-- Start EXTRACTED ENTRIES --
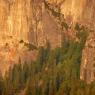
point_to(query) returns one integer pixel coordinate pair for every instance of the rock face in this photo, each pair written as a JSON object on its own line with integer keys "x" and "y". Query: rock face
{"x": 28, "y": 20}
{"x": 88, "y": 60}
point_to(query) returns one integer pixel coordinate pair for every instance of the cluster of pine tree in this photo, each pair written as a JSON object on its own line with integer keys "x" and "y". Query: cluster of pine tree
{"x": 55, "y": 72}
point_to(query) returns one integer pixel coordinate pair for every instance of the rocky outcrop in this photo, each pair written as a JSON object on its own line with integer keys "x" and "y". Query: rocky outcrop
{"x": 87, "y": 71}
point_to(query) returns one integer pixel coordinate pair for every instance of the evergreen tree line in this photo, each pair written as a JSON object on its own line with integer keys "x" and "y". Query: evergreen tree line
{"x": 55, "y": 71}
-- End EXTRACTED ENTRIES --
EXERCISE AIM: Your output consists solely of the lines from the one with "Query: rocky outcrop" through the last line, copied exactly.

SOLUTION TO THIS TASK:
point_to(query) returns one integer pixel coordinate pair for every instance of the rocky outcrop in this photo, each pair written as a JSON object on its own line with integer keys "x" and "y". Query: rocky outcrop
{"x": 87, "y": 71}
point_to(query) returns one integer pixel coordinate pair for every instance of the evergreen tree line in this photo, each pair written as a JSON object on its own line with integer keys "x" and "y". Query: evergreen tree line
{"x": 55, "y": 71}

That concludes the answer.